Start of PROVIDED DATA

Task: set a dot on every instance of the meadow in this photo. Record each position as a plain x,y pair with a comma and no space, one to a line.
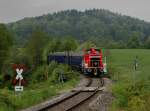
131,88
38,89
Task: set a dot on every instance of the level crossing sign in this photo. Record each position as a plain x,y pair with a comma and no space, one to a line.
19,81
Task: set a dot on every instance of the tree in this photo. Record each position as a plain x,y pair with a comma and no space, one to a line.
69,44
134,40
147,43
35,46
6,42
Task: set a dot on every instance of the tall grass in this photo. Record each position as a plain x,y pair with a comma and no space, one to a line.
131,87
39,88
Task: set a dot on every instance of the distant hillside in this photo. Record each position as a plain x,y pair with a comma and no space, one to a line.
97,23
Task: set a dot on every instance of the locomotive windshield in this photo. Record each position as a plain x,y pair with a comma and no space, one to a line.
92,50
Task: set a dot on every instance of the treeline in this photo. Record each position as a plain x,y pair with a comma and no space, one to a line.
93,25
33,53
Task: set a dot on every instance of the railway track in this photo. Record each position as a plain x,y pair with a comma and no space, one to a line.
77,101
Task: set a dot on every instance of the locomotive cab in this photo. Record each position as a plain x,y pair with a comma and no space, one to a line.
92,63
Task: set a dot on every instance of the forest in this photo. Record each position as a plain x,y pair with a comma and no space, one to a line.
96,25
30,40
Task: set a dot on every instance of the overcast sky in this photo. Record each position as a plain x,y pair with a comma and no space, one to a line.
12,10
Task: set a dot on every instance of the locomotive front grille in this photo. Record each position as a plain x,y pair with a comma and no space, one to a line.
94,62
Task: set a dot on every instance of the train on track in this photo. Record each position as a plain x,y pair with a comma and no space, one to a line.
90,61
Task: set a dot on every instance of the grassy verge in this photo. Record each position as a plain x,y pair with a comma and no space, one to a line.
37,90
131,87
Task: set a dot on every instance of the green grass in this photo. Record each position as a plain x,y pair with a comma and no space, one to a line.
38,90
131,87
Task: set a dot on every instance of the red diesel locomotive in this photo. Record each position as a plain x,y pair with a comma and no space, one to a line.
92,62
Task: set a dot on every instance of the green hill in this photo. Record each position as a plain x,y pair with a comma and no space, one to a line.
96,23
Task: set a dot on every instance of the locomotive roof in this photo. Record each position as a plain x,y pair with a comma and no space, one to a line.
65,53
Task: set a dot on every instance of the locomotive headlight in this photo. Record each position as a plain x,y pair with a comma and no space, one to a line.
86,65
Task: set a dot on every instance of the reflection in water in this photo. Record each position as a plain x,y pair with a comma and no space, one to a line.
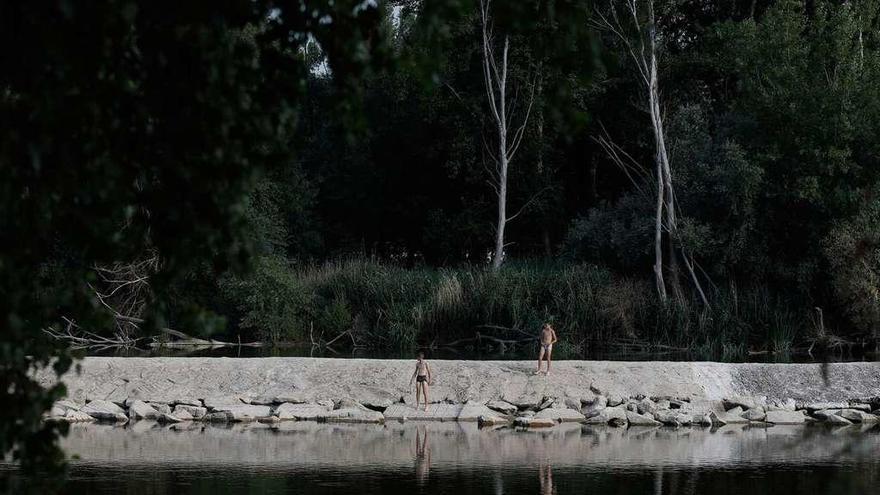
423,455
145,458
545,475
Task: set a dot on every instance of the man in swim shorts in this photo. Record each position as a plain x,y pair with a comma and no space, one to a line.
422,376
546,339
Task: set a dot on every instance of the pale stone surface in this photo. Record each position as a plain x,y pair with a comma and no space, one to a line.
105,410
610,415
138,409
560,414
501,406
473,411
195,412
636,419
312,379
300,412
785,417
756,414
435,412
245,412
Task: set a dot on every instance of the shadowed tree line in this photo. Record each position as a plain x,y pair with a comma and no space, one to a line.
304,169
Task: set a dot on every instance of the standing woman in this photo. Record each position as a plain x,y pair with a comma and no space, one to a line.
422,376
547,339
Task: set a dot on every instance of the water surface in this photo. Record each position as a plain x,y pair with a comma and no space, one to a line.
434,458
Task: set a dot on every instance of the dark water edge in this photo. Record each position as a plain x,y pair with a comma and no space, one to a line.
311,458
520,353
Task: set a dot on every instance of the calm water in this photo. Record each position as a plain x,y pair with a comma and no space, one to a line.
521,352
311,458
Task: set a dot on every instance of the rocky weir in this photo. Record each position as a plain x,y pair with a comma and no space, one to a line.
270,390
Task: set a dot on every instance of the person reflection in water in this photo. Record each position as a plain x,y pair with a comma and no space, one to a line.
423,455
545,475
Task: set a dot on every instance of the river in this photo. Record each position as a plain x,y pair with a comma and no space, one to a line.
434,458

End of PROVIDED DATA

* [WORK TO BE COMPLETED]: Retype the line containing "Task: set a dot on every instance of the water" and each line after it through the end of the listing, exactly, leaving out everything else.

* [EXERCISE RESULT]:
Task: set a dot on every instance of the water surface in this photo. Record each position as a plain x,y pair with a comma and no space, one to a line.
434,458
Task: set a dot on every instance of the dark water edge in this photo. Record each position as a plain x,y pair with a comma and no space, one to a line.
311,458
520,353
Task: set a dot on every instance of the calm water in this photo. Record each position as a plain x,y pair with a comma and no space, one to a line.
521,352
311,458
Task: set a dot on every instance of the rocky weir in this photo. Record each position as a plain x,y pair with a comma and no space, one to a line.
270,390
Task: set a dot on every instance of the person reflection in water in this photo. Record each position as a plain x,y pair with a comma and no space, one to a line.
423,455
545,475
Task: set a dot on every instance of the river in this photo. Record each position as a plain x,y pair with a comma and no space, one to a line.
434,458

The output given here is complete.